-- begin Exercise inputs --

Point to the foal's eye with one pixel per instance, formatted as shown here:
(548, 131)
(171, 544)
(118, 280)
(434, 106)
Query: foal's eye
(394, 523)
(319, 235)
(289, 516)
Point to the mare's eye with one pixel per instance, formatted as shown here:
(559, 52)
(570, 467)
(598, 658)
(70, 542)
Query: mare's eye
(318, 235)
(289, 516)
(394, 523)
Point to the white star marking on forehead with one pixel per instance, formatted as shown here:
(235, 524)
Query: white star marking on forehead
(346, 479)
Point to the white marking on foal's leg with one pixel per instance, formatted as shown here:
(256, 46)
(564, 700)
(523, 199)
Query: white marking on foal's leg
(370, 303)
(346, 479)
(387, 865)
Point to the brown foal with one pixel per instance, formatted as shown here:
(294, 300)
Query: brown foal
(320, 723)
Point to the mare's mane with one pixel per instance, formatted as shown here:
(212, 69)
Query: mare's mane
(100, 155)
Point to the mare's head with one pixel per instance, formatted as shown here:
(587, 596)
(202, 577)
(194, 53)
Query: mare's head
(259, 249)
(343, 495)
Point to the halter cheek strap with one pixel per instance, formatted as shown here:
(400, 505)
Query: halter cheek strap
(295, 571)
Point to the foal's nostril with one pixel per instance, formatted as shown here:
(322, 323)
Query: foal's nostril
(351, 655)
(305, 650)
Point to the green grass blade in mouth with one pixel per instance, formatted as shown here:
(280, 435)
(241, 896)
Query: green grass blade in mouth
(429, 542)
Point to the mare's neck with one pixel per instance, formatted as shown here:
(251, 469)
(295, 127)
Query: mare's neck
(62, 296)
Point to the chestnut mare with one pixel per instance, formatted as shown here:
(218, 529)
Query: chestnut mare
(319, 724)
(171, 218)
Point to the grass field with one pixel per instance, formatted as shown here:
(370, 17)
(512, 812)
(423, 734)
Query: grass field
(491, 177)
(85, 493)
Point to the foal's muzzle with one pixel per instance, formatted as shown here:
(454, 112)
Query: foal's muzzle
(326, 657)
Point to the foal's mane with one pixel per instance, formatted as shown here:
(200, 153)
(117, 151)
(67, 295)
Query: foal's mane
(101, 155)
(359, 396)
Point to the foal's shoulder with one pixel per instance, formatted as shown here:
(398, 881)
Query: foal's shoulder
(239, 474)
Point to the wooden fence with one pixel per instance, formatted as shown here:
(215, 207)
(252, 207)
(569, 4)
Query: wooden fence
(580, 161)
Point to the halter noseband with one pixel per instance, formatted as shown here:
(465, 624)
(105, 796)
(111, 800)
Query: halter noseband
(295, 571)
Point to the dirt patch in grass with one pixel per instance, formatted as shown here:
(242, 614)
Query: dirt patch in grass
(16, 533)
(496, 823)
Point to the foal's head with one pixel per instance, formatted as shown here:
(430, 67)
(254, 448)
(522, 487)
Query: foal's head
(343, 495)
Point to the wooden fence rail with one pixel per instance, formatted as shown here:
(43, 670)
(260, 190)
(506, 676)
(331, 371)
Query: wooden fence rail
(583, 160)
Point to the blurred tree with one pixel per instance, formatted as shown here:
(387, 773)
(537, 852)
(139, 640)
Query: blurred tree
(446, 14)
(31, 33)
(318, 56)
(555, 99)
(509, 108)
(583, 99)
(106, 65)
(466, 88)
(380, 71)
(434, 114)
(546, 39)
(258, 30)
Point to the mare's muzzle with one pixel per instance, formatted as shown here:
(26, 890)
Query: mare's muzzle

-- end Exercise inputs --

Retype all the material above precisely, with no line left out.

Point to the foal's eye with one pixel per instance, formatted as shown here:
(548, 131)
(171, 544)
(118, 280)
(434, 106)
Query: foal's eye
(394, 523)
(319, 235)
(289, 516)
Point to the mare's eye with one pixel per instance, formatted as shown here:
(559, 52)
(570, 467)
(598, 658)
(70, 542)
Query: mare's eye
(318, 235)
(289, 516)
(394, 523)
Point to the white star marking on forehead with one pixel per instance, formatted as shown here:
(235, 524)
Query: white star marking on forehead
(346, 479)
Point to the white marking on foal's leg with one pixel per instance, formatted as shown here:
(256, 46)
(564, 700)
(523, 199)
Query: white marking on foal's leg
(370, 303)
(346, 479)
(387, 865)
Point to the brown foal with one pixel per instance, formatted as shown here:
(294, 300)
Query: brown foal
(320, 723)
Point to the mare's mane with one pixel per instance, formatted as shown here:
(212, 69)
Query: mare's mane
(100, 155)
Point to the mare's head with one pixel per instance, formatted as shown here:
(587, 596)
(202, 577)
(194, 53)
Query: mare's head
(259, 249)
(343, 495)
Point to the halter cheek strap with one pixel per instance, formatted as shown here:
(400, 505)
Query: halter cheek strap
(295, 571)
Point to the foal's nostril with one pixel per instance, formatted as shown here:
(322, 323)
Query: foal's nostril
(351, 655)
(305, 650)
Point to the green grass blade in mouth with one pixel per instance, formatted as shown here:
(280, 435)
(241, 896)
Query: green grass blade in mouth
(429, 542)
Point to the mare's neck with one pixel per instance, formatted as shown here:
(251, 469)
(295, 127)
Query: mare's neck
(62, 296)
Point to the chestnut mare with one pixel per instance, formatted as shown here:
(218, 529)
Query: chestnut mare
(319, 724)
(171, 218)
Point to the grass field with one pixel per instance, formatted as shown here:
(370, 17)
(512, 812)
(423, 734)
Query: grass field
(491, 177)
(85, 493)
Point to the foal's muzzle with one pixel per instance, formatted as shown here:
(454, 112)
Query: foal's muzzle
(326, 657)
Point to the foal's mane with one pixel per instance, formatted as shown here:
(200, 153)
(117, 151)
(67, 295)
Query: foal's mane
(101, 155)
(359, 396)
Point to the foal's shoulder with one pixel per instance, formatted as shown here:
(398, 881)
Query: foal's shoulder
(239, 474)
Point to the wooden fence with one pixel per instance, formatted as shown here:
(215, 207)
(252, 207)
(569, 4)
Query: wooden fence
(580, 161)
Point to the halter noseband with one pixel per instance, formatted as shown here:
(465, 624)
(105, 796)
(111, 800)
Query: halter noseband
(295, 571)
Point to the dirt patch in grass with one pixel per instance, formatted as shown here:
(242, 614)
Query: dirt patch in grass
(16, 533)
(496, 823)
Point to the foal's head with one pixel per instance, formatted as shown here:
(430, 67)
(254, 448)
(522, 487)
Query: foal's head
(343, 495)
Point to the wooden fence rail with one pixel per instance, formatted as shown here:
(43, 670)
(260, 190)
(506, 676)
(331, 371)
Query: wooden fence rail
(583, 160)
Point to the blurred tree with one pixel per instance, formatted as shown here:
(387, 773)
(537, 852)
(139, 640)
Query: blurred tree
(446, 14)
(31, 33)
(318, 56)
(555, 99)
(509, 108)
(583, 99)
(106, 65)
(466, 88)
(380, 71)
(434, 114)
(546, 39)
(258, 30)
Point to the mare's muzzle with one pixel per instance, formatted as shown here:
(26, 890)
Query: mare's muzzle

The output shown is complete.